## Start Records provided

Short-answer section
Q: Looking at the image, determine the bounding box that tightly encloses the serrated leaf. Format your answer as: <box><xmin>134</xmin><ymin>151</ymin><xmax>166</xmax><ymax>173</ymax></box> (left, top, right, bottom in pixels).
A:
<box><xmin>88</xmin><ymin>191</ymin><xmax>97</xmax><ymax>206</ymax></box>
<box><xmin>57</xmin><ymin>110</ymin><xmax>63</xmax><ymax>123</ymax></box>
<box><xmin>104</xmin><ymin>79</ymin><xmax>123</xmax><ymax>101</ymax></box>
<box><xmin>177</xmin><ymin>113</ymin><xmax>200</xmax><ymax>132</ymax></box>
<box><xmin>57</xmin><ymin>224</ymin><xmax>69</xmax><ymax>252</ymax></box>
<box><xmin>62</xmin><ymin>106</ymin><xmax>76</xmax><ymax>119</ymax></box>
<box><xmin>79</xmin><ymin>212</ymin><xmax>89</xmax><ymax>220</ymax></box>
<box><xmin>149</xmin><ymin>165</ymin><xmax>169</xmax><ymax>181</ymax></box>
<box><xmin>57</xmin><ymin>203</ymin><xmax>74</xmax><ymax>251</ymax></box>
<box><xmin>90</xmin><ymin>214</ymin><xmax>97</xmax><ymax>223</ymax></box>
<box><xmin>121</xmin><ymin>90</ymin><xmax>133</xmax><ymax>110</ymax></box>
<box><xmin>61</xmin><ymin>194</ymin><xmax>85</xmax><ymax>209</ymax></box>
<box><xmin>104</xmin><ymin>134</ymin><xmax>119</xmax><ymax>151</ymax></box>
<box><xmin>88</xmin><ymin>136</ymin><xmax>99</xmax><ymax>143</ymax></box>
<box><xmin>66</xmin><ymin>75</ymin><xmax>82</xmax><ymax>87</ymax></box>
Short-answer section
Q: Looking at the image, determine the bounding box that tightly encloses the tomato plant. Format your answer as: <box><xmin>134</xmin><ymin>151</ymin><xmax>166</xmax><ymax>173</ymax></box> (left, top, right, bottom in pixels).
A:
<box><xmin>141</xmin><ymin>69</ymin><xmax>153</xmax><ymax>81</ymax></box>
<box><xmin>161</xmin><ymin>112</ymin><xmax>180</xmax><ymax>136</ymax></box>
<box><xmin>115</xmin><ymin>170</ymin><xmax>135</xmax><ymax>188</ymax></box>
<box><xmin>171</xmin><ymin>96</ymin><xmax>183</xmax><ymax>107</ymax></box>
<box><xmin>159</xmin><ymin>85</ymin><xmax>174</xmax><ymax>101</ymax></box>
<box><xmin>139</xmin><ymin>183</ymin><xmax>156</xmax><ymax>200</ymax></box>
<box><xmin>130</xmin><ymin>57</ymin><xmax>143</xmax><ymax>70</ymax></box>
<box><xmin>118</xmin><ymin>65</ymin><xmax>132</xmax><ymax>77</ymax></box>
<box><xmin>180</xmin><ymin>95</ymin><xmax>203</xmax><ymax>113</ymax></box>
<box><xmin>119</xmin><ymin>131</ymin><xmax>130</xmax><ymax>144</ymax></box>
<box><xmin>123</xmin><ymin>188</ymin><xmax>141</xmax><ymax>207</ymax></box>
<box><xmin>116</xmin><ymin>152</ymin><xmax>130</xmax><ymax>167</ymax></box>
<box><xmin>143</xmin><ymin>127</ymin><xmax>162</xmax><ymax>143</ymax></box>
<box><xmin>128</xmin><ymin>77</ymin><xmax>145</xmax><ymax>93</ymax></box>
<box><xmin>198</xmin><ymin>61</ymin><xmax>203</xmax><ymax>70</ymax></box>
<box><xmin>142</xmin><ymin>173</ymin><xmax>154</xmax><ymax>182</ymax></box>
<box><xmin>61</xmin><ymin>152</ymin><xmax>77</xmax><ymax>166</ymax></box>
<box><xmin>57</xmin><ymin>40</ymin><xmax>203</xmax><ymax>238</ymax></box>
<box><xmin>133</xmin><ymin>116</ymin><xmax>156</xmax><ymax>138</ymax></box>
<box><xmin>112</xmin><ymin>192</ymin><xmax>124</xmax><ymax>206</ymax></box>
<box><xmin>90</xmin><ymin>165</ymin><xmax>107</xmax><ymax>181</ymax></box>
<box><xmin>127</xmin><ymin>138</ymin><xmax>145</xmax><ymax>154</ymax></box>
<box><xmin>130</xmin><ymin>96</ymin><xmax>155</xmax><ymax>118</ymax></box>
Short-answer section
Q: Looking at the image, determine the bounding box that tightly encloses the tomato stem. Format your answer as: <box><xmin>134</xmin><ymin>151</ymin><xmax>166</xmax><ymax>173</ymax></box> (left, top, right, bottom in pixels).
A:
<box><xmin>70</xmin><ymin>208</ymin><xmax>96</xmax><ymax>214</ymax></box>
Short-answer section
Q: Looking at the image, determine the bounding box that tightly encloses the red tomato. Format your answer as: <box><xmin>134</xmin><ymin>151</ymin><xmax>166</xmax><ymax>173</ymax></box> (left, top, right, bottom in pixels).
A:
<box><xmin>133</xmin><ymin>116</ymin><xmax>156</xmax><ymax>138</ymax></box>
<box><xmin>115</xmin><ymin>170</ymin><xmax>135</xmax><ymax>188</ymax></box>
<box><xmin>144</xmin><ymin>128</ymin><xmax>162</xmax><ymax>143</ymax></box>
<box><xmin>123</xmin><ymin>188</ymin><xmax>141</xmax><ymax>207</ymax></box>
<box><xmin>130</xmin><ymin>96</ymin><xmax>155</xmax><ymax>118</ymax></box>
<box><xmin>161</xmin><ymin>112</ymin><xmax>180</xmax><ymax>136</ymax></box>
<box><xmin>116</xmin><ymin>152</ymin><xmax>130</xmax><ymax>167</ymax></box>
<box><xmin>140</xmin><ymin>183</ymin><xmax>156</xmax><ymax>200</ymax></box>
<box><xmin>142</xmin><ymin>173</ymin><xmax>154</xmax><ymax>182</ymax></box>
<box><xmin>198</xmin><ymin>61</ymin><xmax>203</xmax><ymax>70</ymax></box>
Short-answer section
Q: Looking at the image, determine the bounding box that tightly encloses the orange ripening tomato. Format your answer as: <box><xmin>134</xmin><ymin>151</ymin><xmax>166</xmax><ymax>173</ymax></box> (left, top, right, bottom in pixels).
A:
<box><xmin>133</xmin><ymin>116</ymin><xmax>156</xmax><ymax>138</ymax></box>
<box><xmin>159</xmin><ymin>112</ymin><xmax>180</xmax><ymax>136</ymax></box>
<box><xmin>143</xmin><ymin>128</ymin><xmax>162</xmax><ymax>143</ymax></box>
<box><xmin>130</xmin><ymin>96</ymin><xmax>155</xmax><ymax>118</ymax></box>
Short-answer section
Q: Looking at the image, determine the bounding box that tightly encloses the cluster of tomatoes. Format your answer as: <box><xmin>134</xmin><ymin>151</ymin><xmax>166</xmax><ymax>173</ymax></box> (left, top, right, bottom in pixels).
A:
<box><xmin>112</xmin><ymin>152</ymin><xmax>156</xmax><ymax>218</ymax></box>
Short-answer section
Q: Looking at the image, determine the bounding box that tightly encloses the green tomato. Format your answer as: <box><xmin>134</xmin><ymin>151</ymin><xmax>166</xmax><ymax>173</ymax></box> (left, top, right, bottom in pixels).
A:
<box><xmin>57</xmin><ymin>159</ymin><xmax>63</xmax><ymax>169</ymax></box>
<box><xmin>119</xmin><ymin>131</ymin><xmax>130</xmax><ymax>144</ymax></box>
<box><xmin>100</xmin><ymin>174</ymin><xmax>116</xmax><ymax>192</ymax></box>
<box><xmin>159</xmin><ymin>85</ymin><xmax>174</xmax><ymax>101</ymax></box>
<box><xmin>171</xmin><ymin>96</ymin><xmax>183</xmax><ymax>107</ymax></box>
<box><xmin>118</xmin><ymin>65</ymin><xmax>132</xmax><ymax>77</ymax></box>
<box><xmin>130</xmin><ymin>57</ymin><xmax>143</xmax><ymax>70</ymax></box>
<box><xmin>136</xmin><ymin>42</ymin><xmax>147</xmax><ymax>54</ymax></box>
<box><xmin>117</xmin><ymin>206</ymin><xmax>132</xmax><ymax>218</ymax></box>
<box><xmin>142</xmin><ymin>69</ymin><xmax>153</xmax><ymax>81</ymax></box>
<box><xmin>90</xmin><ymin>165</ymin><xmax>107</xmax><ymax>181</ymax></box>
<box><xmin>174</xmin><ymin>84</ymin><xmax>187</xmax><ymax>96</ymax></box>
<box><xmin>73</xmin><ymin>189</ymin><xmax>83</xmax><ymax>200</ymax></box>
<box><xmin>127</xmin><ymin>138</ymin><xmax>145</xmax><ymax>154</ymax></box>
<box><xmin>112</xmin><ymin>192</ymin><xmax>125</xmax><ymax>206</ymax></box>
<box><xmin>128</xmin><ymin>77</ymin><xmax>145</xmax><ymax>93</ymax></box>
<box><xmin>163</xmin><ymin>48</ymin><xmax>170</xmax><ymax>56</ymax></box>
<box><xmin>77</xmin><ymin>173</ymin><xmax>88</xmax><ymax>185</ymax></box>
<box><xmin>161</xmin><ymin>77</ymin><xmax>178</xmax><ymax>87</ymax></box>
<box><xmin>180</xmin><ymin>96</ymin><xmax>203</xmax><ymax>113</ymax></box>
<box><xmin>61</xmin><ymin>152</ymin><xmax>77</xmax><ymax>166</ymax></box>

## End Records provided
## Start Records provided

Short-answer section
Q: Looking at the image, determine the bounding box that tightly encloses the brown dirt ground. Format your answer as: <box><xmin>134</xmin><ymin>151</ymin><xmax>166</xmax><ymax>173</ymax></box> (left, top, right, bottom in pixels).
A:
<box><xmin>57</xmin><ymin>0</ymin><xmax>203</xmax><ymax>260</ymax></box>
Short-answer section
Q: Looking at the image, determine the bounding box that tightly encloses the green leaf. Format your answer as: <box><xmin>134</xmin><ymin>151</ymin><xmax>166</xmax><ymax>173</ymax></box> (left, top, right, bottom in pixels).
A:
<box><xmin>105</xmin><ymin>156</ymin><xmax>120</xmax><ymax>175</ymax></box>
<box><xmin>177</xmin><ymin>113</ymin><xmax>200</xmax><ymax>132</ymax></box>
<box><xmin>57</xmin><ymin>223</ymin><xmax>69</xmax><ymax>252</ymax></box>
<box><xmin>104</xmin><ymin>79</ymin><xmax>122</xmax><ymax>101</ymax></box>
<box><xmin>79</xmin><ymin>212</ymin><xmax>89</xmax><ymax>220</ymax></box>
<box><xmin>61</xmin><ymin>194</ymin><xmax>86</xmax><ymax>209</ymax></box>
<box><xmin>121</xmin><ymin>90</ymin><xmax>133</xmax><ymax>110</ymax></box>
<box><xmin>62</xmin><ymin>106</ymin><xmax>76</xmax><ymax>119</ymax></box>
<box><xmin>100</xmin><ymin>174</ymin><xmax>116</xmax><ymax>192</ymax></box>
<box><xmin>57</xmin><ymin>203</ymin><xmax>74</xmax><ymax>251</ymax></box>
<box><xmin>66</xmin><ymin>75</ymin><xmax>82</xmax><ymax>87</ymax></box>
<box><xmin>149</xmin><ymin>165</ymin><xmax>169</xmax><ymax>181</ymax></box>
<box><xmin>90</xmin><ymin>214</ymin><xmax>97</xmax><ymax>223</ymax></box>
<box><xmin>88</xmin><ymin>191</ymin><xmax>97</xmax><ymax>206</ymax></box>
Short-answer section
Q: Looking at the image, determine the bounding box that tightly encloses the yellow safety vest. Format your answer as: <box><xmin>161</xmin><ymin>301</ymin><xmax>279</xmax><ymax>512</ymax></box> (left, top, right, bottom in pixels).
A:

## End Records provided

# Directive
Count the lines of the material above that contain the string "green", and give only that number.

# Finished answer
2